▶ [Excerpt]
Last week we discussed jazz improv as a model for postmodern religion
Jazz solos build from a common foundation—a song or chord changes everyone knows. Still, each solo is unique. Similarly, Christianity and Islam are riffs on Judaism. Based on an Abrahamic foundation, they add new theological and civil concepts to the mix. Religion develops just like Jazz. A sax player and drummer trade fours. A pianist takes a solo. Eventually, they come together not in unison, but in harmony.
Today, we riff within many religious frameworks, not all of them Abrahamic. In our pluralistic society, we develop personal ideas about our relationship with God, Jesus, Mohamed, Buddha, Ganesh, Lao Tzu, and a host of other brilliant, enlightened beings. Religion is like Jazz, and the extent to which we solo and improvise depends on how strictly a religion adheres to the literal page. In Christianity, that page is the Bible.

(Data entries)
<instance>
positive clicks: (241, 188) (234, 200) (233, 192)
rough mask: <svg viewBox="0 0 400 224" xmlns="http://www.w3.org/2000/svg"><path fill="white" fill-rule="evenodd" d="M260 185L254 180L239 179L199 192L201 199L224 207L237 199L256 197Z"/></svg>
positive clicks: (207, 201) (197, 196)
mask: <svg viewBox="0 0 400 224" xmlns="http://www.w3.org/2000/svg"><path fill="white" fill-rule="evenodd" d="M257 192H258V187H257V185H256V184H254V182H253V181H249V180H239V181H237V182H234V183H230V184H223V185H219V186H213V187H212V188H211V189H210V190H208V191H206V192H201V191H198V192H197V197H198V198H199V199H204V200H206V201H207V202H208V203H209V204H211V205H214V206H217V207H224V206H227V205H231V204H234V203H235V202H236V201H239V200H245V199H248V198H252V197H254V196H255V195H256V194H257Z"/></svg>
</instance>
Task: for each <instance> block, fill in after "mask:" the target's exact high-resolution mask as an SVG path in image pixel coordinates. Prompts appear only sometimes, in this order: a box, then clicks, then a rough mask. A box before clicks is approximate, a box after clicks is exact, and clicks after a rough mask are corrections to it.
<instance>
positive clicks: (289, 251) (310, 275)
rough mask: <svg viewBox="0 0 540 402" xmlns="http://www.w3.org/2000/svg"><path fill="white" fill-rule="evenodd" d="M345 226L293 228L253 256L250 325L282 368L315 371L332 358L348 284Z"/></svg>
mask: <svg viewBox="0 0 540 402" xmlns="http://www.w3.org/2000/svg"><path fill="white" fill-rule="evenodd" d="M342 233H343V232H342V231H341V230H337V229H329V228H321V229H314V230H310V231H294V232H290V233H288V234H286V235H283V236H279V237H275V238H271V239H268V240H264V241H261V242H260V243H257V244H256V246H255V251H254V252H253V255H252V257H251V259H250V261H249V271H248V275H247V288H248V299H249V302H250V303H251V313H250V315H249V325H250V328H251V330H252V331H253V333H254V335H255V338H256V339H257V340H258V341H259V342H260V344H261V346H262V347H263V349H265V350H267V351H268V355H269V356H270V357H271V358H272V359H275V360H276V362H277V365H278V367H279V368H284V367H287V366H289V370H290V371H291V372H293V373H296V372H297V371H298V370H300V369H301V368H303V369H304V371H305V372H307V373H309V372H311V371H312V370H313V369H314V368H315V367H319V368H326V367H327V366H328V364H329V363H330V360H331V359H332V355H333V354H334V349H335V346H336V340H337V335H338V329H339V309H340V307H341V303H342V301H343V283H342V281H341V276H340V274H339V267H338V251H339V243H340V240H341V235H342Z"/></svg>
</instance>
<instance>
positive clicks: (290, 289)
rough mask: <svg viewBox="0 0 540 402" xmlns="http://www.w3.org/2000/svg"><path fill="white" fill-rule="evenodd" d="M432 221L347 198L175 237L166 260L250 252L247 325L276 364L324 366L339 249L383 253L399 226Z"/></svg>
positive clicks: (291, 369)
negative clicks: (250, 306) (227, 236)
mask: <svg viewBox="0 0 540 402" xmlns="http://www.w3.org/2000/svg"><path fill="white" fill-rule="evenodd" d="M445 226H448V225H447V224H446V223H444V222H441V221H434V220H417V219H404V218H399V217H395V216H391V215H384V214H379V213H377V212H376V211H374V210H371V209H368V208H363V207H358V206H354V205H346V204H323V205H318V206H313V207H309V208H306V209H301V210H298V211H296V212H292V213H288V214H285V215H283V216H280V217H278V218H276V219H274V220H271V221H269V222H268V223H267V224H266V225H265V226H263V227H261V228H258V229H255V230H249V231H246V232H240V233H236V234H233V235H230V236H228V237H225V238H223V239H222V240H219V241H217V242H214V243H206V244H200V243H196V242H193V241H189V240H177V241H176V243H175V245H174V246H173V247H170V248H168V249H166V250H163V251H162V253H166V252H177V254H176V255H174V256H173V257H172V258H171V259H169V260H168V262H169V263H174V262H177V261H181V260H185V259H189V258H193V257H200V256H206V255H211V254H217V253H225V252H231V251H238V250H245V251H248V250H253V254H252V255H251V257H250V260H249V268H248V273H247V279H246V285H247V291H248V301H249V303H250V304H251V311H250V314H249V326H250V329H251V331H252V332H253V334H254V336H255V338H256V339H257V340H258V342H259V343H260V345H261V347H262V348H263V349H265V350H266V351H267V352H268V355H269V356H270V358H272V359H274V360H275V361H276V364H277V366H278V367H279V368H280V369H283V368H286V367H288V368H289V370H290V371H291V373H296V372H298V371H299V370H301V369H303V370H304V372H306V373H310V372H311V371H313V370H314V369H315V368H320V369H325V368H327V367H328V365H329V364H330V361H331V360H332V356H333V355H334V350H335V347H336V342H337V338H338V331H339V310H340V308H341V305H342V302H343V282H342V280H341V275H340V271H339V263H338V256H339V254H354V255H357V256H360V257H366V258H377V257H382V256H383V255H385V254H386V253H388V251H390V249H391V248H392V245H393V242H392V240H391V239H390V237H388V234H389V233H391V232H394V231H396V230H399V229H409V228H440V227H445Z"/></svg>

▶ [Brief 1]
In the piece on jazz and religion, condense the paragraph that begins "Jazz solos build from a common foundation" into a short bulleted list that keeps its main points.
▶ [Brief 2]
In the piece on jazz and religion, what is named as "the literal page" for Christianity?
▶ [Brief 3]
Continue the piece on jazz and religion, starting after its final sentence.
These records have nothing to do with the piece on jazz and religion.

▶ [Exercise answer 1]
- Jazz solos grow from a shared base, a familiar song or chord changes, yet each solo is unique.
- In the same way, Christianity and Islam are riffs on Judaism: they rest on an Abrahamic foundation and add new theological and civil concepts.
- Religion develops the way jazz does: players trade fours and take solos, then come together in harmony rather than unison.

▶ [Exercise answer 2]
The Bible.

▶ [Exercise answer 3]
Postmodern Christianity invites us to consider scripture through a variety of lenses, both Abrahamic (Judaism, Christianity, and Islam) and otherwise. It’s useful to think of religions such as Buddhism, Taoism, Hinduism, etc. as perspectives we can apply to Christianity. Christianity itself is a blend of Jewish, Greek, and Roman religious and cosmological ideologies, making it perhaps the clearest example of improvisational religion.
This improvisation is built into the Jewish heritage of Christianity in the form of Midrash, which is one of the earliest forms of critical commentary on religious texts. For most of its history, Judaism has encouraged lively debate about the interpretation of the Bible. The first Jewish followers of Jesus were following a thousands-of-years-old tradition when they started expanding on and rephrasing their ancient spiritual ideas.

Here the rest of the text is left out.